* EXERCISE BRIEF: Filter the records below and copy out each line that contains the string "blurred".

* MATERIAL FOR THIS TASK:
_ _ _ _ _
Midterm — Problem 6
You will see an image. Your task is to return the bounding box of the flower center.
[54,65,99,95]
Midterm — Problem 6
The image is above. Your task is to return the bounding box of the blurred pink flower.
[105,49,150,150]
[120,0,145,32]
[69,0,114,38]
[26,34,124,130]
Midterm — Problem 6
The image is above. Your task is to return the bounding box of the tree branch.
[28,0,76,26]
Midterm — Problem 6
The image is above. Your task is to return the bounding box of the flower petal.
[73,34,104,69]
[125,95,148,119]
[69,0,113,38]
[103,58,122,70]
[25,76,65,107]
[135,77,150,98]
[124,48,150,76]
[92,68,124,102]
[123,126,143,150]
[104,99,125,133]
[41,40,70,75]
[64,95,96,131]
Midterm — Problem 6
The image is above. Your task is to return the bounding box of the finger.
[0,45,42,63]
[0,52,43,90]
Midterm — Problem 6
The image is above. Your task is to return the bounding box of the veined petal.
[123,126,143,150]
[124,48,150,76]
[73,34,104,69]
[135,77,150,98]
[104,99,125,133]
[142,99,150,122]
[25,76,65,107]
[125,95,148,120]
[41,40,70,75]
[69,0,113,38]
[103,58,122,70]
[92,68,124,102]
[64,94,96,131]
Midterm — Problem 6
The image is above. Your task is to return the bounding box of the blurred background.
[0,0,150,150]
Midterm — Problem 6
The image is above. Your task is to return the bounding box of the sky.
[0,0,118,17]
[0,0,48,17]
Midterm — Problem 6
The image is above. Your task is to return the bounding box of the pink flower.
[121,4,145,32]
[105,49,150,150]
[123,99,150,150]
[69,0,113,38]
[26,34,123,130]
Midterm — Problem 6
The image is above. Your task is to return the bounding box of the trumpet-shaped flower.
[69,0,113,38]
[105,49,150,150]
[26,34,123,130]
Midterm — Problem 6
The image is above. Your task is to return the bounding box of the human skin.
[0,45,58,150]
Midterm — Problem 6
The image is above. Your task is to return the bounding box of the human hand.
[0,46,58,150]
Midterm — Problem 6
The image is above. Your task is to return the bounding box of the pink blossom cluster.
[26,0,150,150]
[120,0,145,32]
_ _ _ _ _
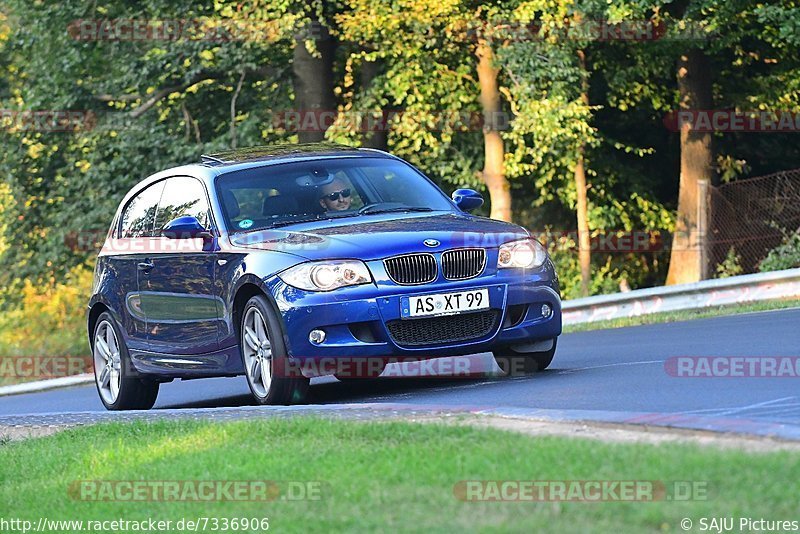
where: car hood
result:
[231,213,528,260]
_ _ _ _ _
* COMPLETED TASK:
The image is above. Your task is to return the bounding box of the blurred pink flower.
The image is above. Your task is to return the bounding box of the blurred background.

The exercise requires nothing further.